PASSAGE TO READ:
- - -

A card trick, 2

As promised, here is some discussion of Donald Preece’s puzzle.

I first met Donald at the British Combinatorial Conference in Aberystwyth in 1973; we sat together on the coach on the excursion. At the time, he worked in horticultural research. To simplify considerably, suppose you are designing an experiment on apple trees. You have to take account of the spatial layout of the trees, but also potentially the fact that the trees might have been used for an experiment the previous year, which might have some carry-over effect. (Think about Diamond Geezer’s puzzle; if the trees are in a 4×4 square, and last year’s four treatments are represented by the suits, then this year’s could be the values.)

Donald had lectured about things related to the puzzle I described in the previous post. I had been thinking about similar matters, in connection with doubly transitive permutation groups, and I had a family of designs which could be thought of as corresponding to a pack of 96 cards, with six suits and sixteen values; but, for what I was doing, it was not necessary for me to arrange them in a rectangle. I gave Donald the designs, he arranged them in a rectangle, and the result was our first joint paper.

- - -

STORED ROWS:
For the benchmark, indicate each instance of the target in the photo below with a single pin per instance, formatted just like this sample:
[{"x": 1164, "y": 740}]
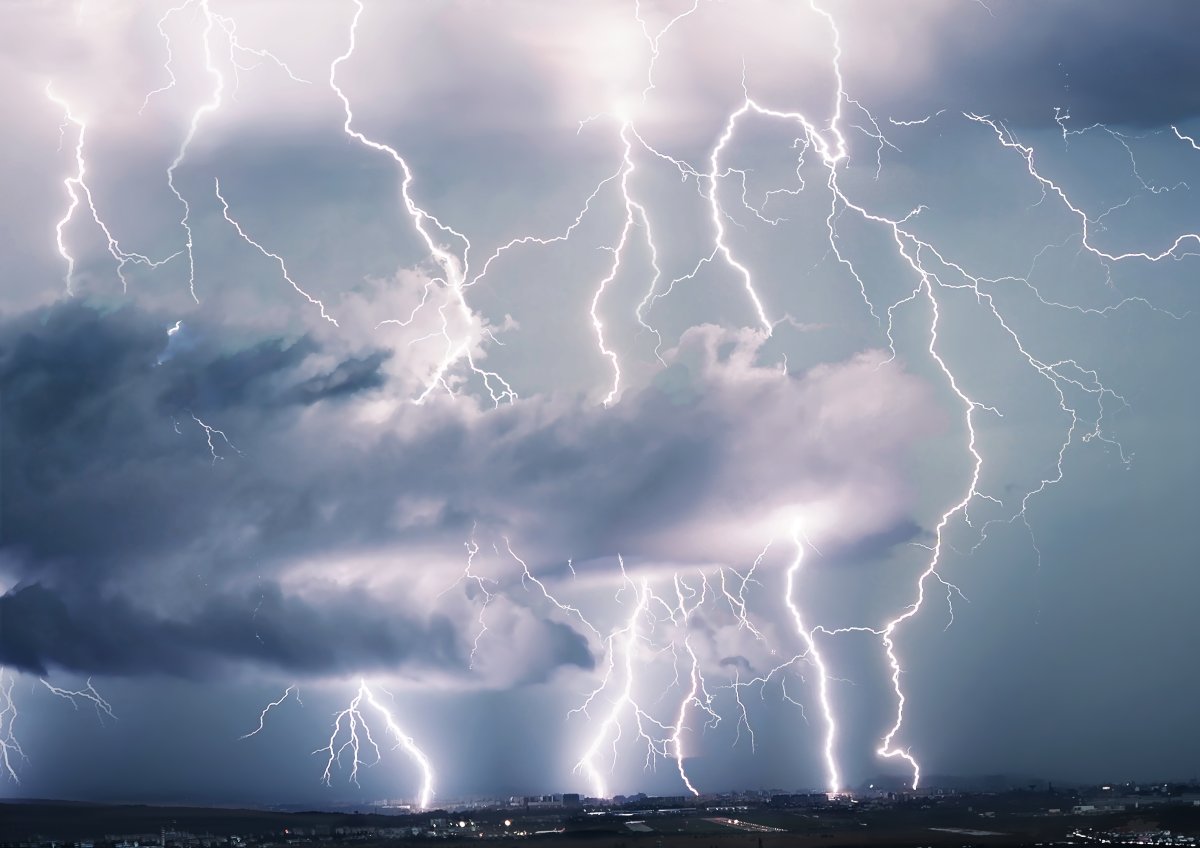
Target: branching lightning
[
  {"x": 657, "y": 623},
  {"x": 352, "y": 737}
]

- - -

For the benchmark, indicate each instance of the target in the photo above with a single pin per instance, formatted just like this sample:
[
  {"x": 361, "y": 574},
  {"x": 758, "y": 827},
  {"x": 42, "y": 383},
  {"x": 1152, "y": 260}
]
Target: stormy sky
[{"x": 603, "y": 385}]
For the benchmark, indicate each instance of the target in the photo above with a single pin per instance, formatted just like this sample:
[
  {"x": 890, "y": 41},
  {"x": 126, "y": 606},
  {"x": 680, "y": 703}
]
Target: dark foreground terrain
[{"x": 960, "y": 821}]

- - -

YOUR TASKS:
**A)** From the last paragraph of the card-trick text, list every number used to describe the imagined pack of cards, each with what it counts.
**B)** Retype the part of the card-trick text starting with "I first met" and going on through "be the values.)".

OUTPUTS:
**A)**
96 cards
six suits
sixteen values

**B)**
I first met Donald at the British Combinatorial Conference in Aberystwyth in 1973; we sat together on the coach on the excursion. At the time, he worked in horticultural research. To simplify considerably, suppose you are designing an experiment on apple trees. You have to take account of the spatial layout of the trees, but also potentially the fact that the trees might have been used for an experiment the previous year, which might have some carry-over effect. (Think about Diamond Geezer’s puzzle; if the trees are in a 4×4 square, and last year’s four treatments are represented by the suits, then this year’s could be the values.)